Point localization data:
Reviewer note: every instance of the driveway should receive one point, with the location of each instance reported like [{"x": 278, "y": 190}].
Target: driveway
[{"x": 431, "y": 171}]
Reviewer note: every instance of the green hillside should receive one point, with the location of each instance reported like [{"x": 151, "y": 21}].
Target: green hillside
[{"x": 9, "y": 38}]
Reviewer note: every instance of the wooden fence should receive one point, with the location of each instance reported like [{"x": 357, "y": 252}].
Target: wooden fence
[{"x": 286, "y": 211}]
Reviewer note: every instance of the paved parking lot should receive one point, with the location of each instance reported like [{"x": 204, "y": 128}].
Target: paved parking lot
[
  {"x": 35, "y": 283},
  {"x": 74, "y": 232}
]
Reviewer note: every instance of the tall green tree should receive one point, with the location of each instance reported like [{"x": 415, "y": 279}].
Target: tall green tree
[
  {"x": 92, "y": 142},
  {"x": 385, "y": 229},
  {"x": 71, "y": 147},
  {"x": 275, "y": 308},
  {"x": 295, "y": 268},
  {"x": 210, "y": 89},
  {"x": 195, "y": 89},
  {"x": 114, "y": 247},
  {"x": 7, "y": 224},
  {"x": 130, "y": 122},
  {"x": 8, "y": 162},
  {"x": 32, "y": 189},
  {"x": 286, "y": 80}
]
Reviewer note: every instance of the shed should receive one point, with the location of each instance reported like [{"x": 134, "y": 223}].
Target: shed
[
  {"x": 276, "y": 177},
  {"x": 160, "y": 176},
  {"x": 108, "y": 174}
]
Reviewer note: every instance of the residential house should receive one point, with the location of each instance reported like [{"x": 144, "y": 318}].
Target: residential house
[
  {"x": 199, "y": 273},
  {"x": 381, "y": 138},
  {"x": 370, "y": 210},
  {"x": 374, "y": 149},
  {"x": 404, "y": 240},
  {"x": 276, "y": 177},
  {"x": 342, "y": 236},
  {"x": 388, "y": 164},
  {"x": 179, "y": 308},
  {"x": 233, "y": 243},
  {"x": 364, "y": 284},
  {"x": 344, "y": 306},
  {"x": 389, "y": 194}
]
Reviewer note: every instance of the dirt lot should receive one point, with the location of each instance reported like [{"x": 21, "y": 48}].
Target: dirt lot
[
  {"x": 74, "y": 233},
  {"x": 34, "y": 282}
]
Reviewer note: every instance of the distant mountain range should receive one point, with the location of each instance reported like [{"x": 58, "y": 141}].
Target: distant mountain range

■ Exercise objective:
All of the entries need to be given again, word for word.

■ Response:
Reviewer note: every instance of the driveway should receive one point, with the location of each instance reported like [{"x": 278, "y": 190}].
Target: driveway
[{"x": 431, "y": 171}]
Reviewer note: every instance of the green hillside should receive one point, with the location of each instance reported like [{"x": 151, "y": 21}].
Target: green hillside
[{"x": 9, "y": 38}]
Reviewer note: every instance of the wooden fence should receive one point, with the location of each instance reported like [{"x": 357, "y": 252}].
Target: wooden fence
[{"x": 286, "y": 211}]
Reviewer note: every instance of the paved parking lot should receive one point, with the location of each instance reported like [{"x": 204, "y": 128}].
Target: paved parking lot
[
  {"x": 35, "y": 283},
  {"x": 74, "y": 232}
]
Reviewer note: every instance of the tall green tree should receive one point, with the location of each instance reported like [{"x": 415, "y": 279}].
Target: tall green tree
[
  {"x": 92, "y": 142},
  {"x": 385, "y": 229},
  {"x": 71, "y": 147},
  {"x": 275, "y": 308},
  {"x": 295, "y": 268},
  {"x": 210, "y": 89},
  {"x": 195, "y": 89},
  {"x": 114, "y": 247},
  {"x": 7, "y": 224},
  {"x": 130, "y": 122},
  {"x": 8, "y": 162},
  {"x": 32, "y": 189},
  {"x": 286, "y": 80}
]
Reviewer note: every instance of the shed should receive one point, with the location of each instance reported like [{"x": 134, "y": 223}].
Target: shed
[
  {"x": 276, "y": 177},
  {"x": 160, "y": 176},
  {"x": 108, "y": 174}
]
Reviewer note: every instance of the residential house should receive one point, with the location of each instance reported like [{"x": 144, "y": 318}].
Target: residential house
[
  {"x": 199, "y": 273},
  {"x": 381, "y": 138},
  {"x": 370, "y": 210},
  {"x": 374, "y": 149},
  {"x": 404, "y": 240},
  {"x": 276, "y": 177},
  {"x": 342, "y": 236},
  {"x": 388, "y": 164},
  {"x": 179, "y": 308},
  {"x": 233, "y": 243},
  {"x": 364, "y": 284},
  {"x": 344, "y": 306},
  {"x": 389, "y": 194}
]
Reviewer note: every instance of the dirt lot should receive one point, with the location of each instance reported like [{"x": 21, "y": 48}].
Target: dirt lot
[
  {"x": 74, "y": 233},
  {"x": 34, "y": 282}
]
Reviewer note: every instance of the distant mountain range should receive one point, with the location of each instance reported like [{"x": 58, "y": 141}].
Target: distant mountain range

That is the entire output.